======== Dati forniti

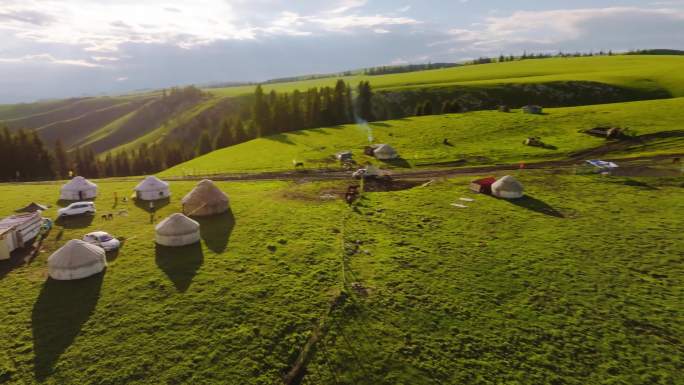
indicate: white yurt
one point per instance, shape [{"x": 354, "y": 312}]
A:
[
  {"x": 507, "y": 187},
  {"x": 78, "y": 189},
  {"x": 152, "y": 189},
  {"x": 177, "y": 230},
  {"x": 385, "y": 152},
  {"x": 204, "y": 200},
  {"x": 76, "y": 260}
]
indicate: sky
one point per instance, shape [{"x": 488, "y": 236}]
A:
[{"x": 68, "y": 48}]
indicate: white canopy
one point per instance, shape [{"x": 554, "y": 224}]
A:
[
  {"x": 78, "y": 188},
  {"x": 385, "y": 151},
  {"x": 507, "y": 187},
  {"x": 177, "y": 230},
  {"x": 76, "y": 260},
  {"x": 152, "y": 188}
]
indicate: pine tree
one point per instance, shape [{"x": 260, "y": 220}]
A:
[{"x": 364, "y": 102}]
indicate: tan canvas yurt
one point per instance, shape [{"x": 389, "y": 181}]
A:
[
  {"x": 204, "y": 200},
  {"x": 385, "y": 152},
  {"x": 78, "y": 189},
  {"x": 507, "y": 187},
  {"x": 152, "y": 189},
  {"x": 177, "y": 230},
  {"x": 76, "y": 260}
]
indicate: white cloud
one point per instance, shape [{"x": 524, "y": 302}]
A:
[
  {"x": 555, "y": 27},
  {"x": 48, "y": 59}
]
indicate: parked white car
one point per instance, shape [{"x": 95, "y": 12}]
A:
[
  {"x": 102, "y": 239},
  {"x": 77, "y": 208}
]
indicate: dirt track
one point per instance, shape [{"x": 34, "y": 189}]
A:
[{"x": 334, "y": 174}]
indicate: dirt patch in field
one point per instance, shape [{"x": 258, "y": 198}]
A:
[{"x": 381, "y": 185}]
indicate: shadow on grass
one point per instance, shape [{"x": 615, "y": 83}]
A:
[
  {"x": 216, "y": 230},
  {"x": 180, "y": 264},
  {"x": 282, "y": 138},
  {"x": 536, "y": 205},
  {"x": 156, "y": 205},
  {"x": 75, "y": 222},
  {"x": 398, "y": 162},
  {"x": 62, "y": 308}
]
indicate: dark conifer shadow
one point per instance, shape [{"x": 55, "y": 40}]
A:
[
  {"x": 180, "y": 264},
  {"x": 536, "y": 205},
  {"x": 398, "y": 162},
  {"x": 216, "y": 230},
  {"x": 62, "y": 308}
]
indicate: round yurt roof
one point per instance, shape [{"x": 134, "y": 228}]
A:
[
  {"x": 177, "y": 224},
  {"x": 151, "y": 183},
  {"x": 508, "y": 184},
  {"x": 79, "y": 183},
  {"x": 384, "y": 149},
  {"x": 76, "y": 254},
  {"x": 206, "y": 192}
]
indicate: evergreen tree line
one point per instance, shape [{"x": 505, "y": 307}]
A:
[{"x": 384, "y": 70}]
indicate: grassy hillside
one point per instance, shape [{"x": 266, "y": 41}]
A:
[
  {"x": 642, "y": 72},
  {"x": 577, "y": 283},
  {"x": 558, "y": 81},
  {"x": 484, "y": 137}
]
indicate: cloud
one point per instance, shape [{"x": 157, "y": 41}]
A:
[
  {"x": 554, "y": 28},
  {"x": 48, "y": 59}
]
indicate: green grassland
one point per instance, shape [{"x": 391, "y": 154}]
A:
[
  {"x": 644, "y": 72},
  {"x": 579, "y": 282},
  {"x": 107, "y": 123},
  {"x": 483, "y": 137}
]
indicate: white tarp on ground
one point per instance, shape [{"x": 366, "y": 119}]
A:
[
  {"x": 602, "y": 164},
  {"x": 508, "y": 188},
  {"x": 78, "y": 189},
  {"x": 76, "y": 260},
  {"x": 152, "y": 188},
  {"x": 177, "y": 230}
]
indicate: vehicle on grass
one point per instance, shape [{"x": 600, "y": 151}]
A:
[
  {"x": 102, "y": 239},
  {"x": 77, "y": 208}
]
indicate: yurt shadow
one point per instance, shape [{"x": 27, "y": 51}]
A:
[
  {"x": 62, "y": 308},
  {"x": 536, "y": 205},
  {"x": 180, "y": 264},
  {"x": 156, "y": 205},
  {"x": 75, "y": 222},
  {"x": 215, "y": 230}
]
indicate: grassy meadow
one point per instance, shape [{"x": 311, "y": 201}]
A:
[
  {"x": 579, "y": 282},
  {"x": 481, "y": 137},
  {"x": 632, "y": 71}
]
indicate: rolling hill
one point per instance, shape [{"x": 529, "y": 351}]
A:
[{"x": 476, "y": 138}]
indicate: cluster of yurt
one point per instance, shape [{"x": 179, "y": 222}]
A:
[
  {"x": 76, "y": 260},
  {"x": 78, "y": 189},
  {"x": 205, "y": 200},
  {"x": 177, "y": 230},
  {"x": 152, "y": 189}
]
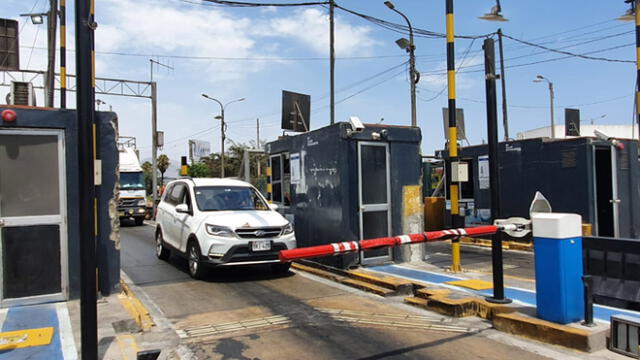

================

**Cosa occorre**
Estrai dalle voci ogni riga in cui compare la parola "yurt" e ricopiala per intero.

**Risposta qui sotto**
indicate: white yurt
indicate: tan canvas yurt
indicate: round yurt roof
indicate: yurt shadow
indicate: cluster of yurt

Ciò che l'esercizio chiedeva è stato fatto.